Testo da leggere:
● ● ●

Come ogni anno, a novembre, il Premio Sila ’49 presenta il manifesto dell’edizione in corso.
Quella 2020 è un’edizione diversa, come ogni cosa nell’anno che ha sconvolto ogni programma, demolito ogni certezza; e diversa è anche l’agenda del Premio letterario calabrese, che rinuncia alla consueta cerimonia di premiazione in dicembre per spostarla in primavera. Ma la presentazione del manifesto, che per il Premio Sila è sempre stato qualcosa di più della prestigiosa copertina di un evento culturale, non viene rimandata: la firma, quest’anno, è di Fabio Inverni, maestro fiorentino, figlio d’arte ed eccellente iperrealista.

● ● ●

Dati di partenza:
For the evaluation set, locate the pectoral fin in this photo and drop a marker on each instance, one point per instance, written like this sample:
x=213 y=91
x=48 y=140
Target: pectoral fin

● ● ●

Consegna: Riporta per intero, senza cambiare nulla, il testo sul manifesto del Premio Sila 2020.

Risposta:
Come ogni anno, a novembre, il Premio Sila ’49 presenta il manifesto dell’edizione in corso.
Quella 2020 è un’edizione diversa, come ogni cosa nell’anno che ha sconvolto ogni programma, demolito ogni certezza; e diversa è anche l’agenda del Premio letterario calabrese, che rinuncia alla consueta cerimonia di premiazione in dicembre per spostarla in primavera. Ma la presentazione del manifesto, che per il Premio Sila è sempre stato qualcosa di più della prestigiosa copertina di un evento culturale, non viene rimandata: la firma, quest’anno, è di Fabio Inverni, maestro fiorentino, figlio d’arte ed eccellente iperrealista.